Work request → Restating every entry exactly is the whole task.

[Stored items]
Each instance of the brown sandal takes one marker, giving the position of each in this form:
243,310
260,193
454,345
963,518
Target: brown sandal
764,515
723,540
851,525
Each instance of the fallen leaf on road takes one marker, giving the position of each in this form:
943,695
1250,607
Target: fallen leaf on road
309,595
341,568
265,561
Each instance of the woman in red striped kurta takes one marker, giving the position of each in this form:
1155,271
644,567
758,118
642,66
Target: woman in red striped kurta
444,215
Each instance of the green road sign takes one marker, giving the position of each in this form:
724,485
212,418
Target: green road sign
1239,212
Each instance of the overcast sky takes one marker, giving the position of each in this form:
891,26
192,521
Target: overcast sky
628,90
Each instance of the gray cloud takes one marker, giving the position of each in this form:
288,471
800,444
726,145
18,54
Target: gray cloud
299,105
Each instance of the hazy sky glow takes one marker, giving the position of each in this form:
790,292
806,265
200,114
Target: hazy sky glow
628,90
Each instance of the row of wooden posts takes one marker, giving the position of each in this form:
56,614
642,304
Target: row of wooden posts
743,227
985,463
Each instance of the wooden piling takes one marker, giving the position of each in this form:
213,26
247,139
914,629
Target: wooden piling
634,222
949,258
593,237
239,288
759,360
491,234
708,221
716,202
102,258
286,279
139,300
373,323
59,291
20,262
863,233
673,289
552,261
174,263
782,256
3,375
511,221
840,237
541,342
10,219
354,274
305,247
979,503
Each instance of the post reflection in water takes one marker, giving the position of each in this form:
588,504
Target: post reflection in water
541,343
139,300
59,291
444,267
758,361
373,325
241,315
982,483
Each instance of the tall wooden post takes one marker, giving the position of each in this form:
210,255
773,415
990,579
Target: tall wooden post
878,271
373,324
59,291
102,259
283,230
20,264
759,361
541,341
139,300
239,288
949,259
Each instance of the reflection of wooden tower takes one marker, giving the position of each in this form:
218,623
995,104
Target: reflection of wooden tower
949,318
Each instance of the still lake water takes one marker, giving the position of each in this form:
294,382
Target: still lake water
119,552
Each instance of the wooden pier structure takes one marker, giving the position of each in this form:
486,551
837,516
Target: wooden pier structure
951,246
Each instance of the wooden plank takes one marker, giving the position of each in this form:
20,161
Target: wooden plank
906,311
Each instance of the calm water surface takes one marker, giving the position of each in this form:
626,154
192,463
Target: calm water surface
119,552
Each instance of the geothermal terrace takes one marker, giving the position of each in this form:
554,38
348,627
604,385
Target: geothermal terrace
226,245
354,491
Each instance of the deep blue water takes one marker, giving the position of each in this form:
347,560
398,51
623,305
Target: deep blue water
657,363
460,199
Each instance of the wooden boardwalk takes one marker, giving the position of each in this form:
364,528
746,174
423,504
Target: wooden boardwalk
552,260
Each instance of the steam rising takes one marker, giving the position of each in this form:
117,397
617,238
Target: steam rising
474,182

Exercise result →
Each instance of the brown sandal takes one marker, giving the position of each in this form:
243,310
260,193
454,345
963,518
Target: brown sandal
764,515
723,540
851,525
Each instance of the fallen leaf on road takes one marker, giving the position of each in this form:
943,695
1250,607
Target: fallen leaf on road
309,595
341,568
265,561
Each instance of the woman in red striped kurta takes one marker, giving the position of each in this form:
1155,271
644,567
758,118
642,66
Target: woman in red striped kurta
444,215
Each instance of the green road sign takes one marker, giving the position of each in this form:
724,485
212,418
Target: green road sign
1239,212
Each instance of the overcast sky takes one marker, giving the position of each in this form:
891,26
192,521
Target: overcast sky
628,90
Each instance of the gray cloud takes one marker, giving the position of each in this form:
288,471
800,444
726,145
18,54
Target: gray cloud
299,105
Each instance of the hazy sky glow takes one marker, giving the position of each in this form:
790,292
806,265
200,114
Target: hazy sky glow
628,90
Each instance of the row of wooden posts takes one marker, giving the position of each in this form:
56,614
642,304
Target: row of wooden posts
743,227
985,463
Each instance of the wooden piling takes one marker, giving the position of each in this form:
213,26
247,139
914,629
Target: wooden piling
634,222
949,258
593,237
239,288
759,360
491,234
708,221
716,202
102,258
286,279
139,300
373,323
59,291
20,262
863,233
673,289
552,261
174,263
782,256
3,375
511,221
840,237
541,342
10,219
354,274
305,247
979,503
Each instance of the post reflection in water takes one marker, giving the position of each in this form:
588,504
Target: post reflection in water
541,343
139,300
59,291
444,267
758,361
373,325
241,315
982,483
Each instance of the tall wooden post takes one marker, giving the position of each in this form:
210,255
773,415
990,579
Target: tall wooden post
878,271
373,324
59,291
102,259
283,230
20,264
759,361
541,341
139,300
239,288
949,259
Each instance of the reflection of wooden tower takes one marker, giving the position of each in this form:
218,623
995,104
Target: reflection of wooden tower
949,318
Each instance of the still lake water takes one marker, giving the position of each in this form:
294,382
Target: still lake water
119,552
Each instance of the wooden pier structure takes one marker, giving the position of each in this form:
486,551
837,516
Target: wooden pier structure
951,246
Each instance of the wooden plank takes one marker, giving the position of each in this form:
20,161
Target: wooden plank
906,311
Each instance of the calm water surface takes one marker, giving the position of each in this form:
626,154
192,463
Target: calm water surface
119,552
Each instance of the geothermal terrace takes one marker, giving the position of each in this form:
554,38
348,627
604,385
Target: geothermal terrace
226,245
354,491
Each instance of the deep blue water takes one marker, giving the position of each in this form:
347,560
398,51
623,305
Target: deep blue water
657,363
460,199
Each instance of the wooden boardwalk takes one marker, giving the position of each in this form:
364,528
746,174
423,504
Target: wooden boardwalk
552,260
Each instance of the steam rising takes one marker, giving the position of each in this form:
117,397
617,238
Target: steam rising
474,182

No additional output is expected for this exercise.